■ **TASK REQUIREMENTS**:
Could you filter the listing for lines with the word "below" and return them?

■ **INPUT MATERIAL**:
--

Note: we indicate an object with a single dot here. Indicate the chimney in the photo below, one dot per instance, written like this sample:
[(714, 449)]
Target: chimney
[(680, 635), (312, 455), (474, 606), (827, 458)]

--

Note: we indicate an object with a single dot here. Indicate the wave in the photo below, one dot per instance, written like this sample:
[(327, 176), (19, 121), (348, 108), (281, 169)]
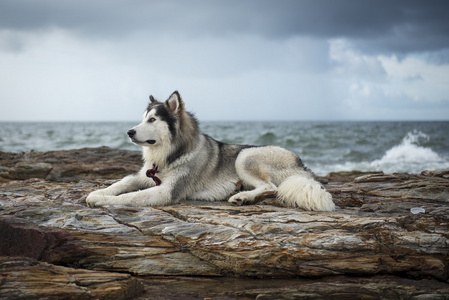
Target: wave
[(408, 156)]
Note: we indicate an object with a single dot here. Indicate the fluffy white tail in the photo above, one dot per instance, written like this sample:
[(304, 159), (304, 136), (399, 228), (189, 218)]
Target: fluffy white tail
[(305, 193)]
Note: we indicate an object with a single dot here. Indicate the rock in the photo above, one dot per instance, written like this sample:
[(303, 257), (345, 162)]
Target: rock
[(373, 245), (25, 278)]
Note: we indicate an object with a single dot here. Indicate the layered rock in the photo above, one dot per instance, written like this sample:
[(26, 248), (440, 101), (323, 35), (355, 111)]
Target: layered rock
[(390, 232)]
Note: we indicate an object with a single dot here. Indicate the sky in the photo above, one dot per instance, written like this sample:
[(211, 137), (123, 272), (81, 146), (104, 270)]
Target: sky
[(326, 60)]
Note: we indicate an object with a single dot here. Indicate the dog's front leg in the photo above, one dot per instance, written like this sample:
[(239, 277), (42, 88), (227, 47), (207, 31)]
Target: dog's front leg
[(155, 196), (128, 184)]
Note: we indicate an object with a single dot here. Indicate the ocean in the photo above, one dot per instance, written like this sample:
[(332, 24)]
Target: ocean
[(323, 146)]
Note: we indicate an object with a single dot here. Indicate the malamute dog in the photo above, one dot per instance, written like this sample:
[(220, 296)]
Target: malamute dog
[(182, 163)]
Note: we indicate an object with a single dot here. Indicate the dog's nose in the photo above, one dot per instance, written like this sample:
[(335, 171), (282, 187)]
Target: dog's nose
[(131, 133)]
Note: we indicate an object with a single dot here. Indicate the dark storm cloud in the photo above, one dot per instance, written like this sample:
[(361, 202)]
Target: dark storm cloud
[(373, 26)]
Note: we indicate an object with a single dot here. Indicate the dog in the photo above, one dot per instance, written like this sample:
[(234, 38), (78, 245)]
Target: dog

--

■ **EXERCISE RESULT**:
Note: we indicate an object with a single dot here. Indicate the chimney in the photo below, one dot per instance, written like this sample:
Note: we indicate an object with a single dot here. Indicate the wave in the photo below, one dot per instance, written like this sample:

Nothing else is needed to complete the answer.